--- Task objective ---
Please scale the data from its start through the line containing "(0, 0), (1344, 344)", both ends included, repeating every line with the requests unchanged and multiplying only the coordinates in the answers by 0.35, rounded to whole numbers with halves going up. Leave the pictures out of your answer.

[Rows from a dataset for labeling boxes]
↓↓↓

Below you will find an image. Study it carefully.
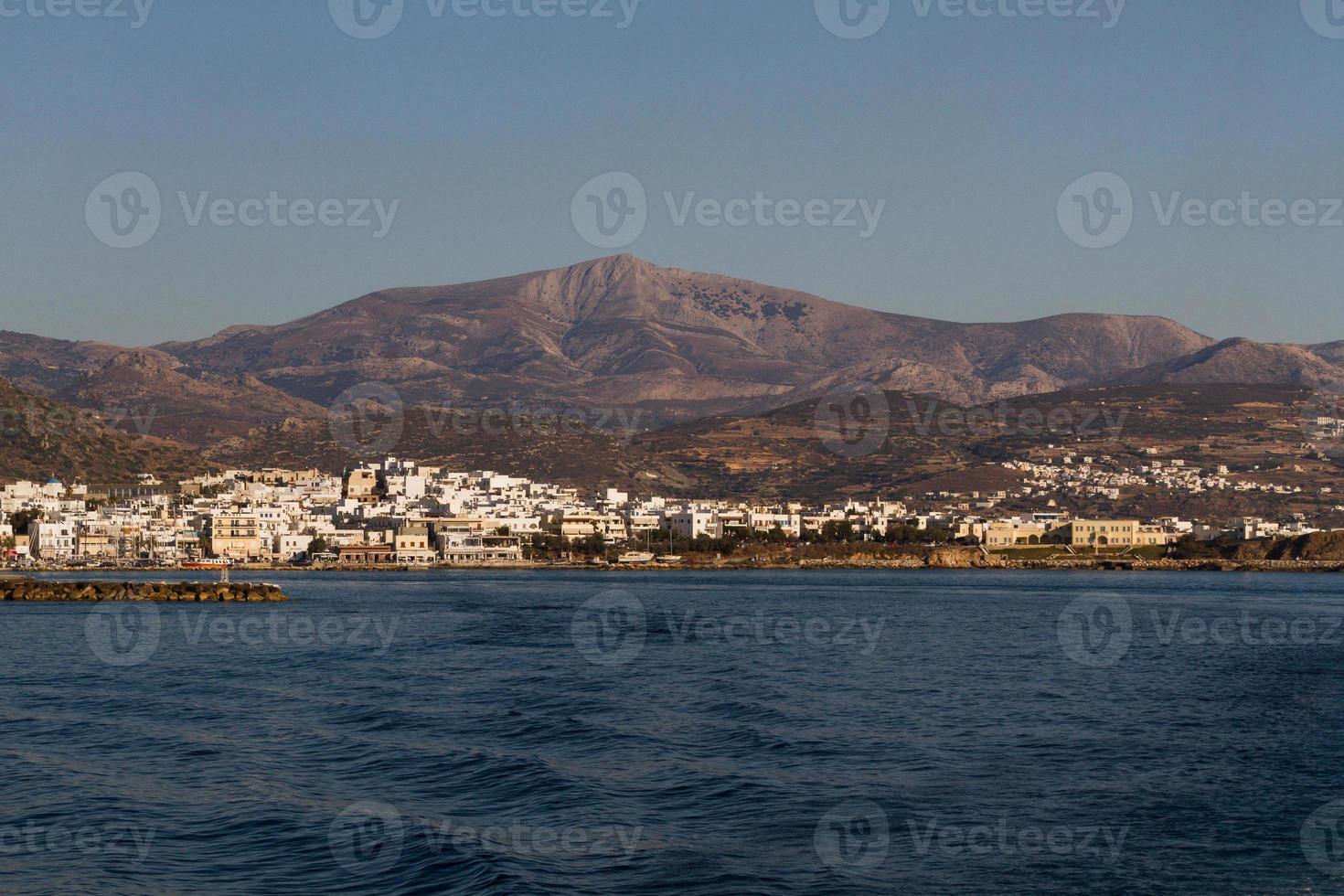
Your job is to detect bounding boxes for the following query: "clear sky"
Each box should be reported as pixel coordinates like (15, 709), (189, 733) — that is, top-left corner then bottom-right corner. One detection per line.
(0, 0), (1344, 344)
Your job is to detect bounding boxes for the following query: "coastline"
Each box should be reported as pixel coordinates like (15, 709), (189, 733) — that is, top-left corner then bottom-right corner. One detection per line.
(16, 555), (1344, 581)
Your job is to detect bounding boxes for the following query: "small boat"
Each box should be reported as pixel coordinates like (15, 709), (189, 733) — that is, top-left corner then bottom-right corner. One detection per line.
(181, 560), (234, 570)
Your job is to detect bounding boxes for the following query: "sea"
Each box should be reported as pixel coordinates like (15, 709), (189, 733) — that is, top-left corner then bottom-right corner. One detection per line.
(0, 571), (1344, 896)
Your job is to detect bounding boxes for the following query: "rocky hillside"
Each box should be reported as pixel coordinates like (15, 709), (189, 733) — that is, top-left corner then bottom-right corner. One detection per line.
(158, 255), (1211, 421)
(0, 380), (204, 482)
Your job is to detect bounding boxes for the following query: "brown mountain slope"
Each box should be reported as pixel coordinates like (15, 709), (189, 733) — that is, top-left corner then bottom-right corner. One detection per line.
(1115, 338), (1344, 387)
(630, 384), (1344, 523)
(158, 255), (1212, 421)
(58, 349), (326, 444)
(0, 379), (204, 482)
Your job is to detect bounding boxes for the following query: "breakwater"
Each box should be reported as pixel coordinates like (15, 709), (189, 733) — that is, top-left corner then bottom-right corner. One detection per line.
(0, 579), (289, 603)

↑↑↑

--- The reply ---
Below you will find an image. Study it carefully.
Your job is to detect bounding boxes for the following query: "clear sky"
Each box should be reported as pixel coordinates like (15, 709), (189, 733) — that is, top-left corner then bottom-right corner. One detection per line.
(0, 0), (470, 120)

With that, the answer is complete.